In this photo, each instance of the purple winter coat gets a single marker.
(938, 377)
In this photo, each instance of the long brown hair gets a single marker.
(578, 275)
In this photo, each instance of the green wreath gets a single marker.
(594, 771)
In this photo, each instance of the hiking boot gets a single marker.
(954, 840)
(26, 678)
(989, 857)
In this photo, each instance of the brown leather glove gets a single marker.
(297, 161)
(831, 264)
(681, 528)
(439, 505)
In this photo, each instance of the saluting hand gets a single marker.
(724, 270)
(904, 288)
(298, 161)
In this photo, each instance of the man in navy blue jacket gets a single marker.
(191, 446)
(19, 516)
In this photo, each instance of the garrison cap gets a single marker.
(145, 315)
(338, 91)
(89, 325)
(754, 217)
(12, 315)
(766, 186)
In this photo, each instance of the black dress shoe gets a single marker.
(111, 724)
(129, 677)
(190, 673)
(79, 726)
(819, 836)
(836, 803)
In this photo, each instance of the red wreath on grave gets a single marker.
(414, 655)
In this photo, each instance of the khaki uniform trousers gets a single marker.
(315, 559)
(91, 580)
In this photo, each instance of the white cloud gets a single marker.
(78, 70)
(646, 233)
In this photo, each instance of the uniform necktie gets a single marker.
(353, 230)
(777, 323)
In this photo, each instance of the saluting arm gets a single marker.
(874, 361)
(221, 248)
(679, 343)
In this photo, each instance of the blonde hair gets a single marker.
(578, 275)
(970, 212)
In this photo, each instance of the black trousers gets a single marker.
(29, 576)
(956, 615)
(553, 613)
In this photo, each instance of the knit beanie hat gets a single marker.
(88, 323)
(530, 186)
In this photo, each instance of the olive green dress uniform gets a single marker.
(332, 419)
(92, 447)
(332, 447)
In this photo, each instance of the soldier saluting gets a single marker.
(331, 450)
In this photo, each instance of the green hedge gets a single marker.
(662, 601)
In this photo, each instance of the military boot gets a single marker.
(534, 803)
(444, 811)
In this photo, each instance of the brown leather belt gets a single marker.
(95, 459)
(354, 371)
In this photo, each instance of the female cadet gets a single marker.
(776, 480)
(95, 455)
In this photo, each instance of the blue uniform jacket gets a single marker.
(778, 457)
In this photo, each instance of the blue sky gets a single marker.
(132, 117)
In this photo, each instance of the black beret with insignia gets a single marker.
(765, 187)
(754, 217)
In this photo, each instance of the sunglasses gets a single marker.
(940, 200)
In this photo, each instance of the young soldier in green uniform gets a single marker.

_ _ _ _

Required work — Every line above should be written out again exactly as it stands.

Task response —
In this photo, each instance of the purple winter coat gets a single marker.
(938, 377)
In this photo, each instance of the long brown hair gets a single marker.
(578, 275)
In this photo, each instance of the green wreath gets a single marker.
(594, 771)
In this photo, each instance of the hiking boot gets a single marker.
(954, 840)
(26, 678)
(989, 857)
In this photo, each instance of the brown leather glove gets a single marker.
(297, 161)
(831, 264)
(681, 528)
(439, 505)
In this photo, each instance of the saluting hand gets a single marker.
(724, 270)
(904, 288)
(298, 161)
In this photo, each instance of the man in navy blue jacket gets a single marker.
(191, 446)
(19, 516)
In this photo, each instance of the garrison cap gets a single marker.
(145, 315)
(338, 91)
(89, 325)
(754, 217)
(12, 315)
(766, 186)
In this photo, each instance of the black dress shoe gets a single marker.
(111, 724)
(129, 677)
(190, 673)
(79, 726)
(819, 836)
(836, 803)
In this photo, each instance of the red wreath on grave gets a single marker.
(414, 655)
In this photo, each instance of the khaki uniform trousers gets a single marker.
(315, 559)
(91, 580)
In this photo, each instance of the white cloud gets a single marker.
(78, 70)
(646, 233)
In this photo, each instance of the uniform necktie gets a single marker.
(353, 230)
(777, 323)
In this photo, each instance of the saluting arm gets a single marker.
(874, 361)
(221, 248)
(679, 343)
In this photo, each instance of the blonde hair gets a single marker.
(578, 275)
(970, 212)
In this photo, each instance of the black trousers gets a single marker.
(29, 576)
(956, 615)
(553, 613)
In this photo, each instance of the knit beanie hat gets a single marker.
(88, 323)
(530, 186)
In this photo, each instance of the olive green dress uniform gets a single marker.
(332, 419)
(92, 447)
(332, 447)
In this photo, each instance of the soldier saluting gets a single marker.
(331, 450)
In this photo, each instance of the green hedge gets a single marker.
(662, 601)
In this photo, each instance of the military boot gets a single marker.
(534, 803)
(444, 811)
In this photo, each instance of the brown leather belt gets a single marker.
(95, 459)
(354, 371)
In this photo, each instance of the female cadet gets a single marker.
(776, 480)
(95, 455)
In this photo, each instance of the blue uniform jacket gets a single marker.
(778, 457)
In this photo, each instance of the blue sky gets a single marker.
(132, 117)
In this photo, each instance of the black beret with insignia gets a single marker.
(765, 187)
(754, 217)
In this photo, each instance of the sunglasses gets a single marker.
(940, 200)
In this photo, each instance of the young soldier in green uniform gets a single marker.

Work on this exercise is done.